* Instrucciones de la tarea:
Actualiza los registros que siguen: reescribe todas sus líneas sustituyendo "Polygons" por "Outlines" en cada aparición, sin alterar nada más.

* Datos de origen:
_ _ _ _

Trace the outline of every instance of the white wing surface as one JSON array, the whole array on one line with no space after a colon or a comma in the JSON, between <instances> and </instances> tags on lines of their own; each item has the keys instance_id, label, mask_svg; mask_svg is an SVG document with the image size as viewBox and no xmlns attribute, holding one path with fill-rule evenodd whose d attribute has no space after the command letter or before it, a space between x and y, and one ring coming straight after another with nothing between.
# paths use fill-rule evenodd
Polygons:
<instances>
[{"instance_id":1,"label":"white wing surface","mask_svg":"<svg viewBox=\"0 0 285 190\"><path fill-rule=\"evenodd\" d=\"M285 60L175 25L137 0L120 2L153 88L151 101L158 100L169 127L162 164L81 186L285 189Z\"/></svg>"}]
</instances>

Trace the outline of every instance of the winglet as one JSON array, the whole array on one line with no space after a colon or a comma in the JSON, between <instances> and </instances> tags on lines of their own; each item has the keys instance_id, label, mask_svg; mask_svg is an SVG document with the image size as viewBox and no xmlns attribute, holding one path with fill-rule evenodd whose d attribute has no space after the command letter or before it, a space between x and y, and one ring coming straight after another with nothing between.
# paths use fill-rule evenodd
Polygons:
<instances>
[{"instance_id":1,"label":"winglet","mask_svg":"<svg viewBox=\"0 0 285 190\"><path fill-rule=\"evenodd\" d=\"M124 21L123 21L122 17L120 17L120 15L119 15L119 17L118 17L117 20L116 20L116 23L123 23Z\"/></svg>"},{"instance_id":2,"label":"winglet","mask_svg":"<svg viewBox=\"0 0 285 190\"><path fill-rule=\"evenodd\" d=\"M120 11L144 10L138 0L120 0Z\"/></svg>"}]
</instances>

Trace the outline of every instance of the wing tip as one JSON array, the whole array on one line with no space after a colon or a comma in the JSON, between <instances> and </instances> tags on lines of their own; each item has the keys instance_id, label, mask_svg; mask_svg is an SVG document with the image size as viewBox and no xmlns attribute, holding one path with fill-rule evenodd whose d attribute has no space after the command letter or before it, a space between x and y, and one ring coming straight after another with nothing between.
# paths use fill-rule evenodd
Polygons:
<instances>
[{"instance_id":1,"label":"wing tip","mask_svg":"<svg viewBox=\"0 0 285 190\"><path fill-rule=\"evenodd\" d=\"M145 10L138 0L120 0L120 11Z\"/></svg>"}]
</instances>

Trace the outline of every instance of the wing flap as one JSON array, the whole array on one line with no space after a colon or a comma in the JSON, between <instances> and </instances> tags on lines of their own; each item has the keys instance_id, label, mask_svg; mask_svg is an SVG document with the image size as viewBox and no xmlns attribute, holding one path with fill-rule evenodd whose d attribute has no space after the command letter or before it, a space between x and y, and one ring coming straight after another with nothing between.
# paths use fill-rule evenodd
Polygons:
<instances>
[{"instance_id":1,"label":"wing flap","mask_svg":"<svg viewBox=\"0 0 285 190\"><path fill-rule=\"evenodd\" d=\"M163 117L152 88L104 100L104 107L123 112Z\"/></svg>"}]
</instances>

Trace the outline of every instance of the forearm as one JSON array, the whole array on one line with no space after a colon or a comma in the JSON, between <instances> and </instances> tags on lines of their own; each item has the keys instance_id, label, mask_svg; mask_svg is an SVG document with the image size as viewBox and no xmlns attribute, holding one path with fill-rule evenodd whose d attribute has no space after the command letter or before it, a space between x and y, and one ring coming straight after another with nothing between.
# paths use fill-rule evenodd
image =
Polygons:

_ _ _ _

* Solución del ejercicio:
Trace the outline of every instance of the white wing surface as one JSON array, the whole array on one line with no space after a colon or a comma in the JSON, between <instances> and </instances> tags on lines of their own; each item has the keys instance_id, label, mask_svg; mask_svg is an SVG document with the image size as viewBox and no xmlns attribute, holding one path with fill-rule evenodd whose d attribute has no space after the command letter or before it, a space between x and y, and one ring coming straight after another with nothing between.
# paths use fill-rule evenodd
Outlines:
<instances>
[{"instance_id":1,"label":"white wing surface","mask_svg":"<svg viewBox=\"0 0 285 190\"><path fill-rule=\"evenodd\" d=\"M285 60L175 25L137 0L120 2L153 88L151 101L158 100L169 127L162 164L81 186L285 189Z\"/></svg>"}]
</instances>

Trace the outline of every instance of the winglet as one JSON array, the whole array on one line with no space after a colon or a comma in the JSON, between <instances> and </instances> tags on lines of their own; each item has the keys instance_id, label, mask_svg; mask_svg is an SVG document with the image size as viewBox and no xmlns attribute, holding one path with fill-rule evenodd whose d attribute has no space after the command letter or before it, a space between x and y, and one ring coming straight after another with nothing between.
# paths use fill-rule evenodd
Outlines:
<instances>
[{"instance_id":1,"label":"winglet","mask_svg":"<svg viewBox=\"0 0 285 190\"><path fill-rule=\"evenodd\" d=\"M124 21L123 21L122 17L120 17L120 15L119 15L119 17L118 17L117 20L116 20L116 23L123 23Z\"/></svg>"},{"instance_id":2,"label":"winglet","mask_svg":"<svg viewBox=\"0 0 285 190\"><path fill-rule=\"evenodd\" d=\"M120 11L144 10L138 0L120 0Z\"/></svg>"}]
</instances>

Trace the outline of every instance of the wing tip as one JSON array, the whole array on one line with no space after a colon or a comma in the JSON, between <instances> and </instances> tags on lines of their own; each item has the keys instance_id, label, mask_svg; mask_svg is an SVG document with the image size as viewBox and no xmlns attribute, holding one path with fill-rule evenodd whose d attribute has no space after the command letter or before it, a space between x and y, and one ring coming straight after another with nothing between.
# paths use fill-rule evenodd
Outlines:
<instances>
[{"instance_id":1,"label":"wing tip","mask_svg":"<svg viewBox=\"0 0 285 190\"><path fill-rule=\"evenodd\" d=\"M145 10L138 0L120 0L120 11Z\"/></svg>"}]
</instances>

Trace the outline of every instance of the wing flap as one JSON array, the whole array on one line with no space after a colon or a comma in the JSON, between <instances> and </instances> tags on lines of their own; each item has the keys instance_id, label, mask_svg; mask_svg is an SVG document with the image size as viewBox and no xmlns attribute, holding one path with fill-rule evenodd whose d attribute has no space after the command letter or before it, a space between x and y, and one ring coming straight after another with nothing between.
# paths use fill-rule evenodd
Outlines:
<instances>
[{"instance_id":1,"label":"wing flap","mask_svg":"<svg viewBox=\"0 0 285 190\"><path fill-rule=\"evenodd\" d=\"M163 117L152 88L104 100L104 107L123 112Z\"/></svg>"}]
</instances>

Trace the outline of every instance of the forearm as one JSON array, the whole array on one line with no space after a colon or a comma in the JSON, between <instances> and </instances> tags on lines of their own; each item has the keys instance_id, label, mask_svg; mask_svg is an SVG document with the image size as viewBox and no xmlns attribute, holding one path with fill-rule evenodd whose d attribute has no space after the command letter or before it, a space between x and y, and one ring coming straight after another with nothing between.
# paths use fill-rule evenodd
image =
Outlines:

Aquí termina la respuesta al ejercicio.